◆ **INSTRUCTIONS FOR THE TASK**
A word-for-word copy of the listing is needed. Retype it in full.

◆ **DATA TO USE**
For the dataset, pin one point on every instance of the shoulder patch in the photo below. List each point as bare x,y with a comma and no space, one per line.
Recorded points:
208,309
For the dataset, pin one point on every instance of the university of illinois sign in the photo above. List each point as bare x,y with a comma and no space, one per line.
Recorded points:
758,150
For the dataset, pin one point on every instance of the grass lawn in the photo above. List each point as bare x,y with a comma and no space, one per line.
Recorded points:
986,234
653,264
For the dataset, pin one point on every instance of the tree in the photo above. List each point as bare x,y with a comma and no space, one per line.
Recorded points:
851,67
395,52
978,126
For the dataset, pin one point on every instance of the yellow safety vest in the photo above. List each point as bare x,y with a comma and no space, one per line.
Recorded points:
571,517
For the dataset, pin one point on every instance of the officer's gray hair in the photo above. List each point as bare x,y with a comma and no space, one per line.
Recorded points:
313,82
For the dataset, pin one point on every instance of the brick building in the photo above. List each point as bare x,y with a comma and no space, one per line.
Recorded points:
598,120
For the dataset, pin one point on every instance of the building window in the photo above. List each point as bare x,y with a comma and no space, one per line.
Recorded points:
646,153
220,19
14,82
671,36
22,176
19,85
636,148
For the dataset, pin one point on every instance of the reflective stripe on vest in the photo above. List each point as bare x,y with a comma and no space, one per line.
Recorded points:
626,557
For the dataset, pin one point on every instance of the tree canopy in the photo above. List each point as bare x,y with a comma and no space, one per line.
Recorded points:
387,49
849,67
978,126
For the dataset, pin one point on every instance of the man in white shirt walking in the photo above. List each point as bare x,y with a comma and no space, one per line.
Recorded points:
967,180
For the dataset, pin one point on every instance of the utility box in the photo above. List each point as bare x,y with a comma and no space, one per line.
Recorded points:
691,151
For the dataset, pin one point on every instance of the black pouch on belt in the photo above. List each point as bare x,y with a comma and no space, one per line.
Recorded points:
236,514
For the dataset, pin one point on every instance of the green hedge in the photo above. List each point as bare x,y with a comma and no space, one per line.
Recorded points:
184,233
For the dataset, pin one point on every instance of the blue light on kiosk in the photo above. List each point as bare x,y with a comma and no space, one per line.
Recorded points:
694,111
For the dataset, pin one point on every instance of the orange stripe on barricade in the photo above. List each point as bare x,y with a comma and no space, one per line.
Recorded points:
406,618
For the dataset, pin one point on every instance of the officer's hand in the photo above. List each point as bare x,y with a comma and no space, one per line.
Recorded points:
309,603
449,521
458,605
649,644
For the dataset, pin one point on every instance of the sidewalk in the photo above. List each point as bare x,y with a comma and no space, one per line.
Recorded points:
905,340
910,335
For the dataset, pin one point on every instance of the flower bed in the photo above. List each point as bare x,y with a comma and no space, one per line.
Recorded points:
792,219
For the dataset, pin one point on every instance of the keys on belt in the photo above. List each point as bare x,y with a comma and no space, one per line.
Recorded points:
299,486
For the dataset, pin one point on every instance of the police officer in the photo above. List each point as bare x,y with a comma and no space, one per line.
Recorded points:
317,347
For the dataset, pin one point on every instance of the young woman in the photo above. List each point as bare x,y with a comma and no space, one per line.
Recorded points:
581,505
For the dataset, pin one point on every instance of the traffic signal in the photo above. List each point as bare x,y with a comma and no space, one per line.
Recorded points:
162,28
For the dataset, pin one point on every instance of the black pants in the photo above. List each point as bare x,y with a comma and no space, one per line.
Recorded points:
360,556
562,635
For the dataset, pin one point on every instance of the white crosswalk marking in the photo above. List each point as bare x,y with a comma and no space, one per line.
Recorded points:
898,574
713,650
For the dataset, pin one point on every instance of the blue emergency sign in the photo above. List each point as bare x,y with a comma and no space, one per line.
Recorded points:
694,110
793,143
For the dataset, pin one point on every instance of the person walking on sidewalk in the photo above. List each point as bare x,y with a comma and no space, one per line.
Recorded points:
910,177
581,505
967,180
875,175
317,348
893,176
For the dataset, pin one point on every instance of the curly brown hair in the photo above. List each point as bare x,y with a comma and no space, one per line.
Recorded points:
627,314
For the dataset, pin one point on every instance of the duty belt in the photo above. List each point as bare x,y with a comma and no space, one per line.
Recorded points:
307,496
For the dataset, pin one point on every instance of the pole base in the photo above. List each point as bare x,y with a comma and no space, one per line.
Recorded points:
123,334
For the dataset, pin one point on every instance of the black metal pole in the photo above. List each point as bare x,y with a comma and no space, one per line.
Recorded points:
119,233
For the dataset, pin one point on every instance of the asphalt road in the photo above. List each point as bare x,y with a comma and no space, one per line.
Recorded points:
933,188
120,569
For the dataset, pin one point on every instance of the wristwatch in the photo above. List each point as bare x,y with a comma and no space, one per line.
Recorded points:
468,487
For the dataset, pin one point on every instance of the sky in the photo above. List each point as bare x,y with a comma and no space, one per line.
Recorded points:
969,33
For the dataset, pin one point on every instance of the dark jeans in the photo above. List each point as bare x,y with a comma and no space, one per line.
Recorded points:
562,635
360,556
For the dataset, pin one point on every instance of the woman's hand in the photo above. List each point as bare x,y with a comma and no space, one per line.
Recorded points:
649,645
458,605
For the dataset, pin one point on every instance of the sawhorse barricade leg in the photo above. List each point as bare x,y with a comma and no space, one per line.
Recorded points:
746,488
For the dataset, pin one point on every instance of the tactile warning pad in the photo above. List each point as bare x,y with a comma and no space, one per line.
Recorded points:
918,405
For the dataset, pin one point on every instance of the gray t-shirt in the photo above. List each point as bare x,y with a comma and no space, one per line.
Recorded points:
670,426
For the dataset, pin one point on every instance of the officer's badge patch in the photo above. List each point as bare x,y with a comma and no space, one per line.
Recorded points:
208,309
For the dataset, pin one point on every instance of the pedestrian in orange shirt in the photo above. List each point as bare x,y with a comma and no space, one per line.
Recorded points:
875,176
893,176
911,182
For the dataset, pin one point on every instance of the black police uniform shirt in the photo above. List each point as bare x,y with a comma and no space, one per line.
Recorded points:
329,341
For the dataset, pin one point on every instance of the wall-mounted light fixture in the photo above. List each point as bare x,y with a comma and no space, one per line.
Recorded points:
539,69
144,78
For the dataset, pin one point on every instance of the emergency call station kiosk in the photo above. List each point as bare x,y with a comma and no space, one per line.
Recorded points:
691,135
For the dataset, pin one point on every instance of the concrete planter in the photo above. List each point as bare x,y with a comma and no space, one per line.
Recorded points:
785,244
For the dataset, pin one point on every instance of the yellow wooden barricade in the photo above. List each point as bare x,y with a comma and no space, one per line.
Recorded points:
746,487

◆ **RESULT FOR THIS TASK**
For the dataset, pin one point on every instance of the shoulder patch in the photo below. List each point as bare x,y with a comma and no space, one per line.
Recorded points:
208,309
For the dataset, pin one point on every instance of the university of illinois sign in the photo above. List each point as bare x,y with a comma and no space, one per line.
Recorded points:
758,150
For the dataset, pin one point on every instance of the grass lawn in the photo above. List each point as bare x,y with a comma and no space, one per line.
Recorded points:
986,234
653,264
For the dataset, pin one point on every instance of the tree in the photo above. List each point as bare x,y with a comma and no space, one per line.
Recorded points:
851,67
395,52
978,126
For the dataset, pin one point on every instance of the yellow safety vest in the photo above. List each point as bare x,y with a comma and no space, one per line.
Recorded points:
571,517
For the dataset, pin one point on every instance of the officer's gray hair in the photo above. List each point as bare x,y with a comma and no space, one per line.
Recorded points:
313,82
For the dataset, pin one point on every instance of the brick building in the photo above. List each point as bare x,y with a comma and no space, one per line.
Recorded points:
598,120
For the dataset, pin one point on every instance of the building window in the photo above. List each point as bare x,y with a comma and no space, one per line.
Recorded points:
646,153
220,19
14,82
671,36
22,176
19,85
636,148
For the dataset, pin one point on every instance of the reflective stripe on vest in the photo above. List each point as bare x,y with a comma and no space, one per line.
Recorded points:
626,557
For the dataset, pin one point on every instance of the tree canopy in the photo above. List each point as bare x,y with a comma and no space, one per line.
Recorded points:
387,49
849,67
978,126
For the dataset, pin one point on every instance of the man in white shirt walking in the photo above. List each point as bare x,y with a comma and no space, one per line.
Recorded points:
967,180
For the dataset, pin one point on every instance of the utility box in the photo above. List each point as bare x,y with a comma and no space, one per line.
Recorded points:
691,151
For the dataset, pin one point on every instance of the black pouch on belt in the photo above. List each point as bare x,y with a comma and no space, one per line.
Recorded points:
236,514
For the dataset, pin one point on every instance of the green hedge in the photo above. List each point as bare x,y with a comma and no space, one per line.
Recorded points:
184,233
For the dataset, pin one point on every instance of the blue light on kiosk in the photo above. List each point as bare x,y with a comma and no space, one per line.
Recorded points:
694,111
For the dataset, pin one point on every instance of the orange stripe on barricade in the photo above. List each point as bare x,y with a comma and no space, one per line.
Recorded points:
406,618
For the dataset, pin one point on every instance of the officer's hand in the photo above. List each point as bare x,y with a comma and no space, one per line.
Recorded points:
309,603
449,521
458,605
649,644
For the dataset, pin one point on every instance of the sidewalk in the photo above. List each point as bare x,y with a comma and no space, one per line.
Recorded points:
905,340
910,335
For the dataset, pin one point on every instance of the flower bed in the photo above. List each point as bare x,y with a comma and no space, one per line.
Recorded points:
792,219
For the dataset, pin one point on every instance of the keys on belt in the photo above. List each point as bare x,y with a comma and no space, one per line.
Recorded points:
299,486
For the dataset, pin one point on every instance of the police officer in the photo above. List each point as bare x,y with a comma and no space, one per line.
Recorded points:
317,347
For the dataset, pin one point on every instance of the young woman in the photo above. List each point as bare x,y with a comma and no space, one per line.
Recorded points:
581,505
For the dataset, pin one point on every instance of the traffic signal in the photo above. List each point as bare x,y with a comma and no space, one per line.
Recorded points:
162,28
For the dataset, pin one point on every instance of the black pants in the photo above. List each point as bare x,y with a comma and no space, one per line.
Recorded points:
360,556
562,635
For the dataset, pin one point on every instance of the white crosswalk marking in the photo above. List each point as bare x,y with a comma and no space, one per line.
Recorded points:
898,574
713,650
For the dataset, pin one point on every instance of the blue emergency sign in the photo above. List each point as bare x,y with a comma and no space, one per line.
Recorded points:
694,110
793,143
For the dataset, pin one point on every instance of the person walking on sidewalk in the photo above. List each point as bare x,y with a comma and no space, one per line.
Recorded points:
910,177
581,505
967,180
875,175
317,348
893,176
For the dataset, pin one point on every instance of the curly brown hair in the photo above. List each point as bare x,y with a comma and no space, one per line.
Recorded points:
627,314
For the dataset, pin one point on every instance of the duty belt in the photo above. List each point as bare x,y with a comma and no space, one per line.
Recorded points:
307,496
For the dataset, pin one point on every instance of the pole base in the photo above. List each point as bare x,y with a comma and no space, one per line.
Recorded points:
123,334
For the dataset, pin one point on every instance of the black metal pole in the photo above. List each point as bare x,y with a comma and no space, one per line.
Recorded points:
119,233
For the dataset, pin one point on every instance of the asphalt road in the photo above. List each point as bare x,y with a comma and no space, one per line.
Recorded points:
933,188
120,569
For the dataset, pin one point on every instance of the wristwatch in the photo above. List each point as bare x,y with a comma and no space, one per line.
Recorded points:
468,487
For the dataset, pin one point on every instance of the sky in the photo above. List each point as bare x,y with a comma and no space, one per line.
Recorded points:
969,33
For the dataset, pin one point on every instance of the dark jeans in the photo above. List each point as bare x,y with a comma and no space, one per line.
Recorded points:
562,635
360,556
For the dataset, pin one point on every instance of the woman's hand in the photo above. List each point as bare x,y with a comma and no space, one per line.
Recorded points:
649,645
458,605
For the dataset, pin one point on every instance of the sawhorse barricade leg in the photo above. List each point as bare x,y with a comma and no space, one per line.
Recorded points:
746,488
For the dataset, pin one point on every instance of the tactile warning pad in the photo above. List each point as bare x,y with a comma and no space, one per line.
Recorded points:
918,405
For the dataset, pin one point on every instance of the gray t-shirt in the photo above. List each point as bare x,y with a comma and no space, one per line.
Recorded points:
670,426
For the dataset, pin one point on every instance of the officer's badge patch in the photo above. List each point as bare x,y with a comma and no space, one per line.
Recorded points:
208,309
For the dataset, pin one point on every instance of the pedestrian in orange shirt in the photo above. List each point as bare x,y with a comma and no space, one per line.
Recorded points:
875,176
893,176
911,182
For the dataset, pin one point on every instance of the black police uniform shirt in the photo above. List each point as bare x,y with a comma and no space, one per line.
Recorded points:
329,341
For the dataset, pin one point on every instance of the wall-mounted light fixture in the photo above. List each point as bare x,y with a comma and no space, one per line.
Recorded points:
539,69
144,78
For the dataset, pin one point on every instance of the emergency call station kiosk in the photo above. List each point as bare x,y with a comma and no space, one per line.
Recorded points:
691,135
For the dataset, pin one point on every instance of the concrete planter in the photo above. List each point as bare x,y with a comma and no space, one per line.
Recorded points:
785,244
For the dataset, pin one point on every instance of the yellow wooden barricade in the photo above. List each point as bare x,y with a comma and no space, one per line.
Recorded points:
746,487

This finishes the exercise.